(Excerpts of location labeling data)
--- START ---

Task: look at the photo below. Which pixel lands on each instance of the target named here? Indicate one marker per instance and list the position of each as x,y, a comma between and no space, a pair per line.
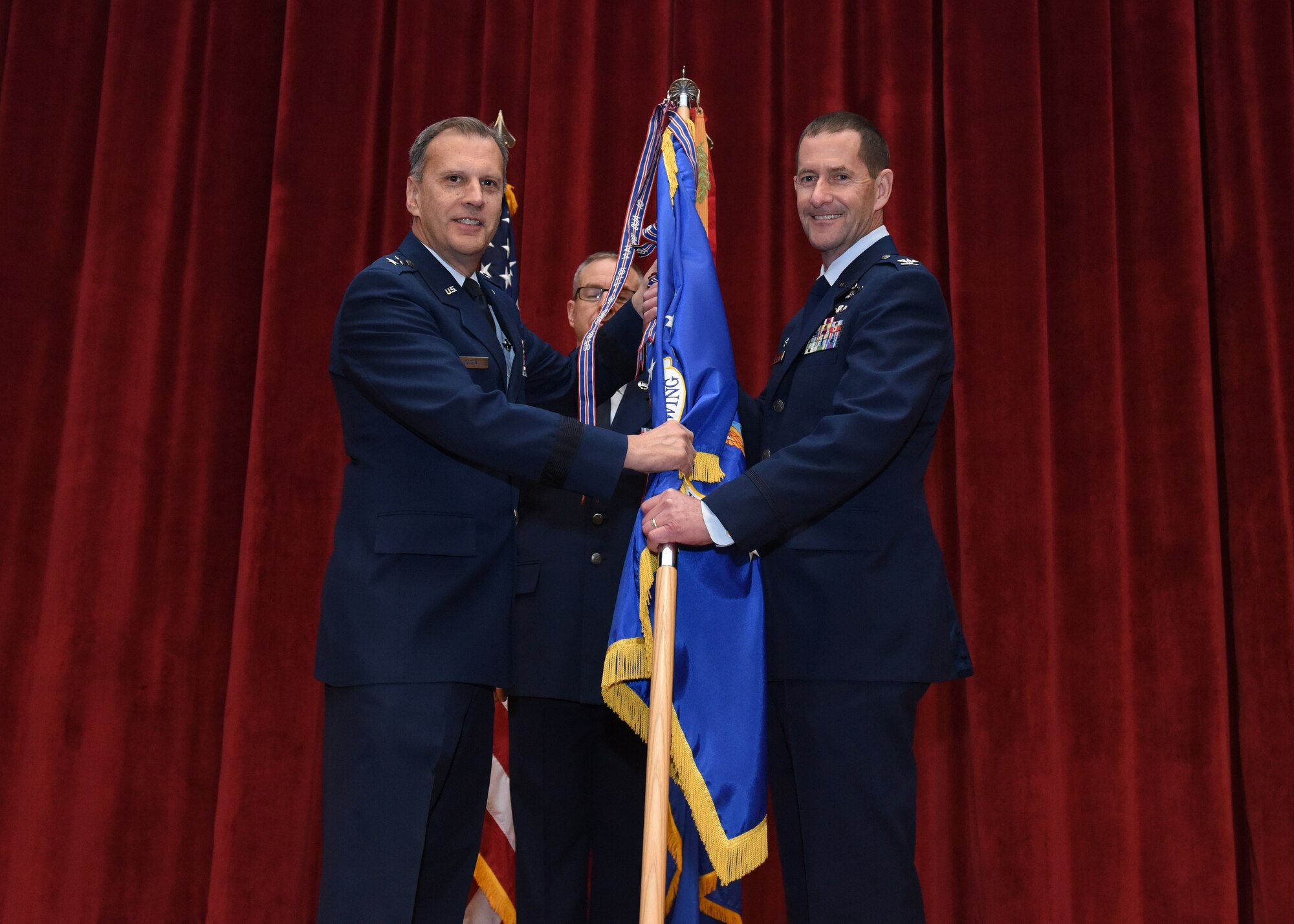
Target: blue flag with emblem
718,751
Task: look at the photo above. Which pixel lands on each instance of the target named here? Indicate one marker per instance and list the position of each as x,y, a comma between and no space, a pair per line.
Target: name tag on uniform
826,337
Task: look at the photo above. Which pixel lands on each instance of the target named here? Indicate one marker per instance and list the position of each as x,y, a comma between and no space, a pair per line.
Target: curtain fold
1103,191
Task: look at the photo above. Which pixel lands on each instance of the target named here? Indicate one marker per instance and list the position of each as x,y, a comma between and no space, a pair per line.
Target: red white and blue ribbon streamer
635,241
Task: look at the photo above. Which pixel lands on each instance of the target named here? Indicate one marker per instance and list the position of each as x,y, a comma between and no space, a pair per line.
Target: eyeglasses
596,293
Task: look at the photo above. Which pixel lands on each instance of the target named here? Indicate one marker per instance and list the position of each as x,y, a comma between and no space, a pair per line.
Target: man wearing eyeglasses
576,772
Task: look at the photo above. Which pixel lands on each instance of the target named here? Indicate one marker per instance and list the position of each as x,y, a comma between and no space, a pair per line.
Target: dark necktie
816,293
474,291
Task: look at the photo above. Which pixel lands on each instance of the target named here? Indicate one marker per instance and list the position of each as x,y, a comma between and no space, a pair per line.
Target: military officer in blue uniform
860,615
432,368
578,772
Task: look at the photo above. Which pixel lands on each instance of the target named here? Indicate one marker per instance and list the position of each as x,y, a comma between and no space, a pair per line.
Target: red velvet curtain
1104,190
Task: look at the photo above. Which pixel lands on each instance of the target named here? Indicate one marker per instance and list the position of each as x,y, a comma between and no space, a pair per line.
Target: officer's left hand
674,517
645,300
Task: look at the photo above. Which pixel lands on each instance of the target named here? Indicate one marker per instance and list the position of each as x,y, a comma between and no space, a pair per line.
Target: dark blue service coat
839,441
420,586
570,556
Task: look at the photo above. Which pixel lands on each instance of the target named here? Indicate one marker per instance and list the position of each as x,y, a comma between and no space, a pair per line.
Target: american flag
494,897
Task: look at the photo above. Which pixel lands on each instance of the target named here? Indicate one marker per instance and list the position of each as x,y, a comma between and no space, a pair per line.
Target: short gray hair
593,258
873,149
464,125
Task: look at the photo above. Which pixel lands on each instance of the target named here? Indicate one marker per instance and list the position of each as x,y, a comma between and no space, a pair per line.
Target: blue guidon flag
718,753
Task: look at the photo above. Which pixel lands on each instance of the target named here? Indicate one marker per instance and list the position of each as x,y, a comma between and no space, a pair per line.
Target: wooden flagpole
661,714
652,904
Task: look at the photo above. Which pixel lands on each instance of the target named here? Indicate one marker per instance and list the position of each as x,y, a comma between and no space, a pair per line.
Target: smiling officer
430,367
860,615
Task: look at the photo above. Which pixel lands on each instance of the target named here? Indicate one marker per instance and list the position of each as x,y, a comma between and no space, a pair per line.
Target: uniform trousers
578,781
406,778
844,794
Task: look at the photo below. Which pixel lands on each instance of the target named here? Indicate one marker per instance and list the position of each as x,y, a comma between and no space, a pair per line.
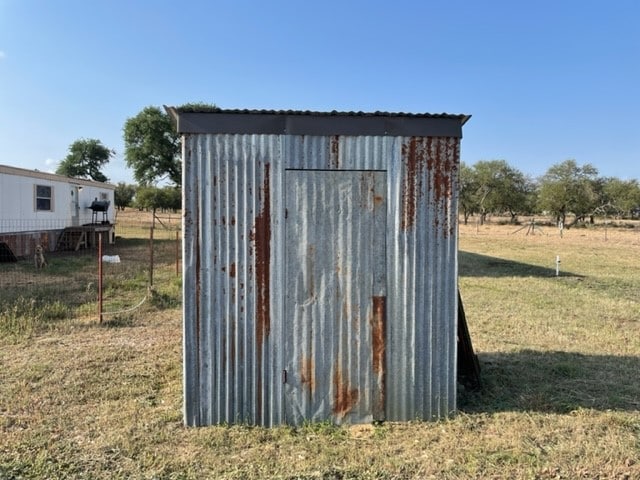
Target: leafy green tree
152,147
569,188
467,198
85,159
500,188
620,196
124,194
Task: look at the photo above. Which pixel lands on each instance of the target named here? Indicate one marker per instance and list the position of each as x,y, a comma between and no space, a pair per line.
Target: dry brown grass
560,360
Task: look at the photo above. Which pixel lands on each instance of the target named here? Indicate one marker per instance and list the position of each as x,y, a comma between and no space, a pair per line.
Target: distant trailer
320,266
36,208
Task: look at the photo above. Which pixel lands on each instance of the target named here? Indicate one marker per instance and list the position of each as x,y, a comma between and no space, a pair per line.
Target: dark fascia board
318,123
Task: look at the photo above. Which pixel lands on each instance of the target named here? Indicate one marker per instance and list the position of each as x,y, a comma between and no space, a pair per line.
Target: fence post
151,257
100,276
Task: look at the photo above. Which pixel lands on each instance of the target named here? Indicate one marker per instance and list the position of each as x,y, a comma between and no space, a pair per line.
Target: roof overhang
271,122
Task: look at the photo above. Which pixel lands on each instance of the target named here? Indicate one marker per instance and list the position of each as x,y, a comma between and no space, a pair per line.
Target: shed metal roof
294,122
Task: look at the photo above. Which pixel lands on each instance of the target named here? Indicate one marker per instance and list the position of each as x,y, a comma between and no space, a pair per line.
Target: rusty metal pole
100,276
151,257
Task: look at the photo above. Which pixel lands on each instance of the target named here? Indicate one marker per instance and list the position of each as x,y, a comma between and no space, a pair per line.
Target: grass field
560,359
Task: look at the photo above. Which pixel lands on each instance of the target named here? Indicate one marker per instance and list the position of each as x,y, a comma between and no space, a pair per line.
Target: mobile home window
44,199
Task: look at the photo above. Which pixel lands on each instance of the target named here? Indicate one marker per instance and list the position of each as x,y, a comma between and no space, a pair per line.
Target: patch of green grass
560,396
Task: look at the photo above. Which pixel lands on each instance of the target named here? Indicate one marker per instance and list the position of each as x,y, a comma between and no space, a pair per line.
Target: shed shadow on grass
554,382
476,265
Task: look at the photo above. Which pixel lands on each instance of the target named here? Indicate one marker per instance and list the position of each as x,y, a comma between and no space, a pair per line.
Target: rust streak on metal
308,374
378,342
378,333
334,151
414,156
261,237
345,397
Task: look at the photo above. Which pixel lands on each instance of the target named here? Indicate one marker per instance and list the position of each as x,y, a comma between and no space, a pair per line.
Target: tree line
565,190
153,152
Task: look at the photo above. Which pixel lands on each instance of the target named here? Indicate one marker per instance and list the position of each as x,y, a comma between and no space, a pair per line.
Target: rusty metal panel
227,231
335,294
244,320
423,279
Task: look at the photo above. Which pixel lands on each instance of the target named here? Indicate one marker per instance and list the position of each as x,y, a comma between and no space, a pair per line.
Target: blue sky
544,81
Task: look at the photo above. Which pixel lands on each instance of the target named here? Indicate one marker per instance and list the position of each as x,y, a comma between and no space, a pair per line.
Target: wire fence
114,266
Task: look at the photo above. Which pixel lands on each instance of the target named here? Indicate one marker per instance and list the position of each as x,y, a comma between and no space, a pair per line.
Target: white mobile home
37,207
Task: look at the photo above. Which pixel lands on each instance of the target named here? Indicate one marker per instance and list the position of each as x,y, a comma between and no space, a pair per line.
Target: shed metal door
335,293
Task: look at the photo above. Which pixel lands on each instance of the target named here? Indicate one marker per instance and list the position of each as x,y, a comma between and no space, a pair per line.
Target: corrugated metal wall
253,352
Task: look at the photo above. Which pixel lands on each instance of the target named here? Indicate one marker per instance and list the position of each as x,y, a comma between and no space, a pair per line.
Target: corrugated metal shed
320,266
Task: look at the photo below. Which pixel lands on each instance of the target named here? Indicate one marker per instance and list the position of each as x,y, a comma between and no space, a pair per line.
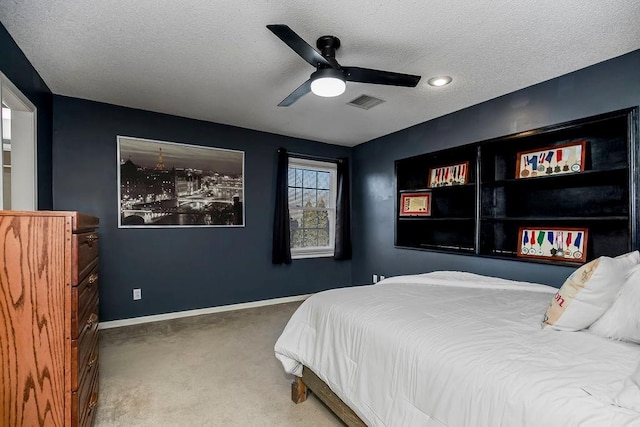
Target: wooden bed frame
310,382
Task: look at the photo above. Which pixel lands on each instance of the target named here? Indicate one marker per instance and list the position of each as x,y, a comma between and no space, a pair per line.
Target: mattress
456,349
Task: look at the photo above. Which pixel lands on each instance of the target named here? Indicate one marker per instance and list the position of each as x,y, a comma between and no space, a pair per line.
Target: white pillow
622,320
629,396
588,292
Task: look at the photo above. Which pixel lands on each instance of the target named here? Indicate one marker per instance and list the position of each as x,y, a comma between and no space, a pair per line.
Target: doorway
18,130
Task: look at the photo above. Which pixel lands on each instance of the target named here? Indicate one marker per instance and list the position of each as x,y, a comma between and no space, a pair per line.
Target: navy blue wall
608,86
19,70
179,269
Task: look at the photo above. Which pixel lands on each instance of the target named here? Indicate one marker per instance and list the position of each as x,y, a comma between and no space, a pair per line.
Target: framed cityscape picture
166,184
554,160
415,204
559,244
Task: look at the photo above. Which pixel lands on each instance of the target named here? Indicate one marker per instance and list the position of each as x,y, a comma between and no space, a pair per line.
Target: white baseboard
198,312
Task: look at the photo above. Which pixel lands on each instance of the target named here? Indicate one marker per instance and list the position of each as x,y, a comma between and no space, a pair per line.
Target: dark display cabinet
580,175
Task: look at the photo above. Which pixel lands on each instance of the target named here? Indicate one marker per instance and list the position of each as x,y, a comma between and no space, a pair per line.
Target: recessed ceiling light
439,81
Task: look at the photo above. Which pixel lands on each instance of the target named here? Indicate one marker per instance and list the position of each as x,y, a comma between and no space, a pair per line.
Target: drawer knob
91,238
94,401
93,361
92,319
93,278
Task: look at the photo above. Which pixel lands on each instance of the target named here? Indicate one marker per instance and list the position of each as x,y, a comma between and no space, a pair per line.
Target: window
312,207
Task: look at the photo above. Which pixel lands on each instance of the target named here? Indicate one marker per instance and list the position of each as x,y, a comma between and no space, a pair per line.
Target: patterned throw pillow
588,292
622,320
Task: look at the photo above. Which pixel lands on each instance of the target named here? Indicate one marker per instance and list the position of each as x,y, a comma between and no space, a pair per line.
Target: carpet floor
211,370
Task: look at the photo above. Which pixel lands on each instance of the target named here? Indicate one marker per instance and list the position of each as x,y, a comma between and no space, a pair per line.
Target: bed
453,349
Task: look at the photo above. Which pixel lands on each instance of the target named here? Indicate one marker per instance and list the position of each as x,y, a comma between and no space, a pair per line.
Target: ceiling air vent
365,102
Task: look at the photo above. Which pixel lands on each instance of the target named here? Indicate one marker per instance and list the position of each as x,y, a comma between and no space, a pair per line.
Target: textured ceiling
216,61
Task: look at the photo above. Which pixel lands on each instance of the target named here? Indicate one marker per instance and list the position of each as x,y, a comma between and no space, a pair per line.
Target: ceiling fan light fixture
439,81
328,82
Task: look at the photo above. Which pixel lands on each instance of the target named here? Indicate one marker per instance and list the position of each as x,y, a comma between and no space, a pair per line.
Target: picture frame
551,160
415,204
168,184
567,244
449,175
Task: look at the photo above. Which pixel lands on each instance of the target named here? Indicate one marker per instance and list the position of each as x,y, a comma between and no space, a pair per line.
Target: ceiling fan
330,78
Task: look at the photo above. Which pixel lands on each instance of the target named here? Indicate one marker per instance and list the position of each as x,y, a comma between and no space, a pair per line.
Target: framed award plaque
415,204
445,176
559,244
555,160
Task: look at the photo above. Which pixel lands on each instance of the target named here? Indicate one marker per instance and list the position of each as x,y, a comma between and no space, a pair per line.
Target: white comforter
456,349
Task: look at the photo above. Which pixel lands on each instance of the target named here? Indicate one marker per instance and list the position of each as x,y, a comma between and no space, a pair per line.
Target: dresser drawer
83,365
87,316
82,298
84,248
84,401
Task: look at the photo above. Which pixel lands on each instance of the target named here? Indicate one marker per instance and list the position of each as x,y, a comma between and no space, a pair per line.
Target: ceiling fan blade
302,90
378,77
295,42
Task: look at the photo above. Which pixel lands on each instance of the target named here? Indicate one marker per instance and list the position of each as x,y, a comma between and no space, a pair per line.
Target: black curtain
343,213
281,252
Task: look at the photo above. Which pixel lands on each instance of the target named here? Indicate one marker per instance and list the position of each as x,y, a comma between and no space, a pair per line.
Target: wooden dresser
48,318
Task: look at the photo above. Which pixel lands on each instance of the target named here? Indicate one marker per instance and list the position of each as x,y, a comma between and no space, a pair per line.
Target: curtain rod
312,157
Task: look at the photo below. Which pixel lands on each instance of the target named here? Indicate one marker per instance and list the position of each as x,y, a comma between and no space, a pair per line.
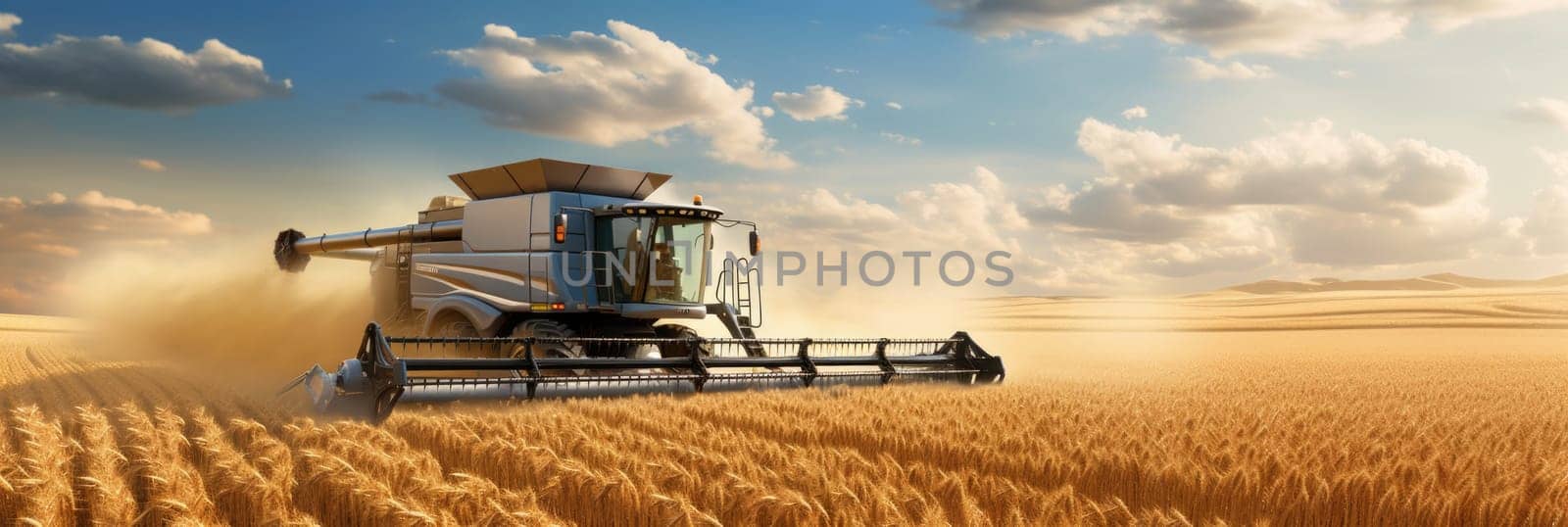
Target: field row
1250,438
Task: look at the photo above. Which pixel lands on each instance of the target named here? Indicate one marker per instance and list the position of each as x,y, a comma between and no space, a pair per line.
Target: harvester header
561,278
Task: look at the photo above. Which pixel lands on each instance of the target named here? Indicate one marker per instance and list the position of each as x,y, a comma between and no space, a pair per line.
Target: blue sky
1010,98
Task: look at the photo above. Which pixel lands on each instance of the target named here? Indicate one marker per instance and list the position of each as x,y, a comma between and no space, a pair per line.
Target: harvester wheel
545,328
454,326
679,350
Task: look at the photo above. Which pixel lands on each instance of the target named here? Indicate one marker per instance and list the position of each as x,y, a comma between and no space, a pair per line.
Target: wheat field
1397,408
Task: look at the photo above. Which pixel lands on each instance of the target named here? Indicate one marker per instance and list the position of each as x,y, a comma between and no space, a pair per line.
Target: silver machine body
548,281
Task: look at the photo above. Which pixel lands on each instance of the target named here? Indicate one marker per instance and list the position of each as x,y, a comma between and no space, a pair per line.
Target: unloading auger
559,279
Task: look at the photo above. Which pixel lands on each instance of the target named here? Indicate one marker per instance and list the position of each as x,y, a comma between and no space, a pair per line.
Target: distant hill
1445,281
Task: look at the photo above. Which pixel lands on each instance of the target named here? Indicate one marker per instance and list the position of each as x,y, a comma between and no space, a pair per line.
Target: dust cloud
229,315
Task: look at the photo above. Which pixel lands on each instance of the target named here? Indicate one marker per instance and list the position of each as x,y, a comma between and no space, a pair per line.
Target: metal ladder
749,312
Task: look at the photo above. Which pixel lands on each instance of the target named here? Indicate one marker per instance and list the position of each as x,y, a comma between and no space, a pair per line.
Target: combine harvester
559,279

--- END ---

_What you have to do_
Filter the data above down to the lines that contain the string "harvester", treating the match as case-sensitive, and copy each matching line.

_Output of the exercise_
Target: harvester header
Target: harvester wheel
Target: combine harvester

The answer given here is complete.